Document passage:
However, significant upward neighbourhood change will likely bring an improving reputation and an increase of neighbours that are considered more desired. It could also lead to a short increase (Mele, 1996, 2000) but eventual decrease of social problems (Barton and Gruner, 2016; Boggess and Hipp, 2016). All this could make people feel less ashamed of where they live as their neighbourhood is no longer seen as deteriorated and dangerous thanks to the upward change (Permentier et al., 2011, 2007). Moreover, inhabitants with a higher socio-economic status are often better capable to draw attention to the problems in their neighbourhood and attract neighbourhood investments (Freeman, 2008; van Weesep, 1994; van Weesep and Musterd, 1991), shops and other amenities (Aalbers, 2011; Doucet, 2009; Doucet et al., 2011). When these upward changes are appreciated, they will likely be linked to more, neighbourhood-related, residential satisfaction and a lower propensity to move.
In addition, upward neighbourhood change can also be caused by incumbent upgrading rather than gentrification (Holcomb and Beauregard, 1981). Incumbent upgrading occurs when the original inhabitants, who invest money – either private or public subsidies – and effort in the renovation of their own house, initiate the neighbourhood changes rather than recently arrived inhabitants with a higher socio-economic status. As there are little to no higher class in-movers, this form of upgrading can avoid the negative consequences often found to be associated with gentrification. Moreover, incumbent upgrading often happens in deteriorating but still stable and attractive neighbourhoods (Holcomb and Beauregard, 1981). We therefore hypothesize that: H1a: inhabitants of improving neighbourhoods are less inclined to move out based on dissatisfaction with the neighbourhood than inhabitants of non-improving, low-income neighbourhoods. This holds for both inhabitants with a lower socio-economic status and inhabitants with a higher socio-economic status. H1b: inhabitants of improving neighbourhoods with a lower socio-economic status are more inclined to move out of improving neighbourhoods based on dissatisfaction with the neighbourhood than their socio-economic peers in low-income neighbourhoods. H2: inhabitants of improving neighbourhoods with a lower socio-economic status are more inclined to move out of improving neighbourhoods based on dissatisfaction with their home than their socio-economic peers in low-income neighbourhoods.
The Belgian context
Ghent is a midsized city in Belgium. The Belgian welfare policy can be assigned to the conservative, Christian democratic welfare state regime which is characterized by its embeddedness in the traditional societal organization with a corporatist-statist legacy and its focus on the traditional family (Andries, 1997; Esping-Andersen, 1990). However, contrary to certain other Christian democratic welfare states, the Belgium welfare state offers significant redistributional benefits and effectively tempers social inequality (Cantillon and Verbist, 1999). The Belgian housing policy is strongly focused on the individual acquisition of a home, preferably detached and found in a rural village. Of all people living in Belgium in 2011, 71.8% owned the house they live in, 2 while this percentage was 56% for Ghent. 3 The importance of homeownership is of such an extent that homeownership forms an important part of the Belgian welfare state and is considered as an alternative to the provision of social security (De Decker, 2008; Uitermark and Loopmans, 2013). Homeownership is promoted with tax reductions for the purchase of a first home, VAT reductions for home renovations and the provision of cheap/social loans. The consequences of this policy are a redistribution of the worse-off to the better-off and a nearly complete lack of private renting legislations or social housing (Heylen, 2013).

Exercise requirements:
a - In the passage on neighborhood change and Belgian housing, what percentage of people living in Belgium in 2011 owned the house they lived in?
b - Select every line of the entries that contains the word "knee", with case counting.

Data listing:

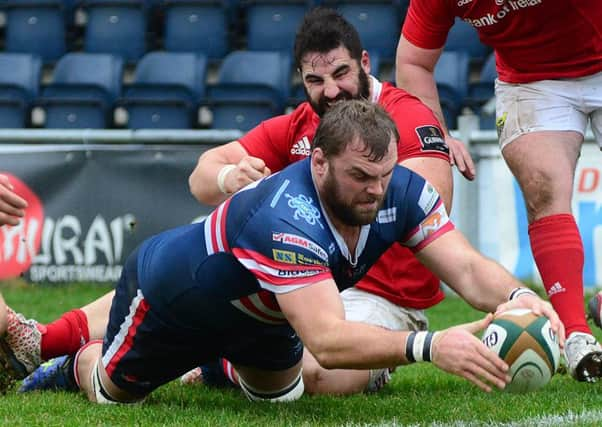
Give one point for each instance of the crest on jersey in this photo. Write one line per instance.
(428, 197)
(304, 209)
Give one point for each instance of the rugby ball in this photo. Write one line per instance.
(528, 345)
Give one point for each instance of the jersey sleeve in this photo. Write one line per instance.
(428, 22)
(420, 133)
(269, 141)
(427, 211)
(282, 258)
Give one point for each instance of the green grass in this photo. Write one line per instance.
(418, 394)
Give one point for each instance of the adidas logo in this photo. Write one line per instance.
(301, 147)
(556, 289)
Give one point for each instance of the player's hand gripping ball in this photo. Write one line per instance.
(529, 346)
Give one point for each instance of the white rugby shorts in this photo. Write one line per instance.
(362, 306)
(549, 105)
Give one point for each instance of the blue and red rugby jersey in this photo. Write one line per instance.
(273, 237)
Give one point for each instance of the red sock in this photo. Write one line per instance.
(65, 335)
(558, 252)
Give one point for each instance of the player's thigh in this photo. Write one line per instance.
(362, 306)
(144, 348)
(268, 360)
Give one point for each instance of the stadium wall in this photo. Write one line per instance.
(94, 195)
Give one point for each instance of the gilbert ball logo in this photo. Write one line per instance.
(20, 243)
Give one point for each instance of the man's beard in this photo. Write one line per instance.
(348, 213)
(322, 105)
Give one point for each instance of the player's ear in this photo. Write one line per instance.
(319, 161)
(365, 62)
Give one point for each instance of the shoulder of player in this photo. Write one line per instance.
(403, 178)
(397, 101)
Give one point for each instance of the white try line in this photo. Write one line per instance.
(568, 419)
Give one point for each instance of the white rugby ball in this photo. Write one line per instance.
(529, 346)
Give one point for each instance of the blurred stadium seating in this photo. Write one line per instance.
(172, 58)
(83, 91)
(19, 86)
(166, 91)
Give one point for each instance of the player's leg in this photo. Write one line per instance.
(595, 304)
(3, 316)
(541, 132)
(26, 342)
(268, 367)
(361, 306)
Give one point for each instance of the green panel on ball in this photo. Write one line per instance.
(534, 329)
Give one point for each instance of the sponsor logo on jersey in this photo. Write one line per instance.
(387, 215)
(431, 223)
(301, 147)
(431, 139)
(428, 197)
(302, 242)
(287, 257)
(298, 273)
(556, 288)
(304, 209)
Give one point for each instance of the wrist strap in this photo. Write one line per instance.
(419, 346)
(221, 177)
(516, 292)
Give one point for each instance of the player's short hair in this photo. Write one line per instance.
(324, 29)
(349, 120)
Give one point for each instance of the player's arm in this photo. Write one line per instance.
(415, 73)
(436, 171)
(317, 314)
(481, 281)
(11, 205)
(223, 170)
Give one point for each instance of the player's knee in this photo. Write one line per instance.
(313, 377)
(291, 392)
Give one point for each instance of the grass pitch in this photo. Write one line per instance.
(418, 395)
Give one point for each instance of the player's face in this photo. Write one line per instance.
(354, 187)
(333, 76)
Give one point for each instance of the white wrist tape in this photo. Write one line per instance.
(516, 292)
(221, 177)
(419, 346)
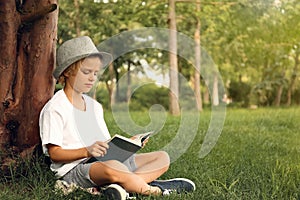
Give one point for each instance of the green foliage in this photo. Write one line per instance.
(256, 157)
(147, 96)
(256, 40)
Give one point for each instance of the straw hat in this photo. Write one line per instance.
(75, 49)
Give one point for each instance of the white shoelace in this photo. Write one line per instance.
(167, 192)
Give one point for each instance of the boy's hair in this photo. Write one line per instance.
(71, 70)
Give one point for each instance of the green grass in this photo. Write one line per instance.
(256, 157)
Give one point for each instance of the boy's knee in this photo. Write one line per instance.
(114, 169)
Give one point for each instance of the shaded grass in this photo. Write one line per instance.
(256, 157)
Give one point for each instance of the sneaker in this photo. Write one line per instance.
(176, 185)
(114, 192)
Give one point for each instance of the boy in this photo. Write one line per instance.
(72, 129)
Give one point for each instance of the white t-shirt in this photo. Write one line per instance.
(63, 125)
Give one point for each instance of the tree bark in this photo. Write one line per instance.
(27, 48)
(173, 72)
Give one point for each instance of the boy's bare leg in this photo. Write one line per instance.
(151, 165)
(112, 171)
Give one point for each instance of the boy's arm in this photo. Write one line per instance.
(60, 155)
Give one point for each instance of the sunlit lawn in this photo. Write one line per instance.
(256, 157)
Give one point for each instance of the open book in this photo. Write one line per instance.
(121, 148)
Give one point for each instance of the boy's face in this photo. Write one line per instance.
(86, 75)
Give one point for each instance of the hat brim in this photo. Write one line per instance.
(105, 58)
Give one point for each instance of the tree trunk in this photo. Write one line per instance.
(279, 91)
(128, 92)
(110, 85)
(27, 48)
(293, 80)
(173, 72)
(215, 96)
(198, 61)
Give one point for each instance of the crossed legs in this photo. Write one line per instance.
(150, 166)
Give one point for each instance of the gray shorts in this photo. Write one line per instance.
(80, 174)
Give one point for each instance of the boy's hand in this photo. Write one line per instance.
(98, 149)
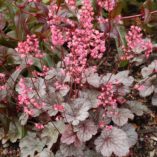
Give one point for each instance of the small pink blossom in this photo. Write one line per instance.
(58, 107)
(109, 5)
(39, 126)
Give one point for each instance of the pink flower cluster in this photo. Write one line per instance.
(58, 33)
(82, 42)
(136, 43)
(58, 107)
(34, 0)
(30, 46)
(107, 96)
(71, 3)
(108, 5)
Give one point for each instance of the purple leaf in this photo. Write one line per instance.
(112, 141)
(86, 130)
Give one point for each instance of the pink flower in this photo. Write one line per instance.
(136, 44)
(109, 5)
(30, 46)
(39, 126)
(107, 96)
(58, 107)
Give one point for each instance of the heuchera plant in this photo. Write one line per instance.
(71, 90)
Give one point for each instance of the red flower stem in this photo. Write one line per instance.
(138, 15)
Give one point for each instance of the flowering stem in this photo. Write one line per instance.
(138, 15)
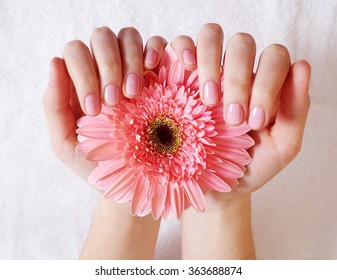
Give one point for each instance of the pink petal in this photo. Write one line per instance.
(96, 132)
(139, 200)
(158, 201)
(176, 195)
(234, 155)
(226, 169)
(241, 142)
(211, 180)
(194, 194)
(105, 151)
(225, 131)
(117, 181)
(88, 145)
(105, 168)
(176, 74)
(192, 81)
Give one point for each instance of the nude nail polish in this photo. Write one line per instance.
(132, 86)
(189, 57)
(257, 118)
(92, 105)
(150, 57)
(211, 93)
(111, 94)
(234, 114)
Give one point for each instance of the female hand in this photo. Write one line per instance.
(78, 84)
(82, 80)
(274, 101)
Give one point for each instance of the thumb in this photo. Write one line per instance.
(294, 105)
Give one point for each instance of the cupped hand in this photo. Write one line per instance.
(83, 80)
(273, 101)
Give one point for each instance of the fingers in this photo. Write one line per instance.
(209, 53)
(106, 53)
(271, 74)
(238, 72)
(185, 50)
(131, 48)
(82, 72)
(293, 110)
(153, 51)
(59, 114)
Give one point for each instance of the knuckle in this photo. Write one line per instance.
(156, 40)
(292, 149)
(242, 39)
(236, 82)
(73, 46)
(212, 28)
(101, 32)
(182, 38)
(278, 50)
(128, 31)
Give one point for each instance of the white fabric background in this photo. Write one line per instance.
(45, 210)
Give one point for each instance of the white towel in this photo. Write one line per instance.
(45, 210)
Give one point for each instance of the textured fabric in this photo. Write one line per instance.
(45, 210)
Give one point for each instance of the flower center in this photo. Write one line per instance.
(164, 135)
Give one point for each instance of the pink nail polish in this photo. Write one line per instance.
(92, 105)
(189, 57)
(234, 114)
(150, 57)
(256, 118)
(211, 93)
(132, 86)
(111, 95)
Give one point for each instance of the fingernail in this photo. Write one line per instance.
(189, 57)
(92, 105)
(111, 94)
(132, 86)
(211, 93)
(234, 114)
(150, 57)
(256, 118)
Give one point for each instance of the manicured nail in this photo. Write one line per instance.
(234, 114)
(150, 57)
(256, 118)
(132, 86)
(92, 105)
(189, 57)
(211, 93)
(111, 95)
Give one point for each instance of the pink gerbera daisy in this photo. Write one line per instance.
(163, 150)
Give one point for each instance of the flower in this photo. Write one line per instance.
(164, 150)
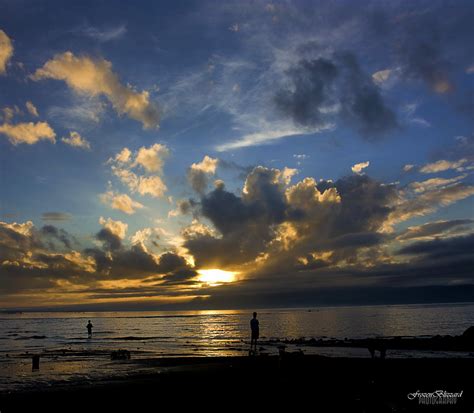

Answers to the exercise:
a - 71.8%

b -
Give one point for each instance of the player's knee in this photo. Write one line per instance.
Give one point for each instance of the boy's knee in this photo. Write one line per instance.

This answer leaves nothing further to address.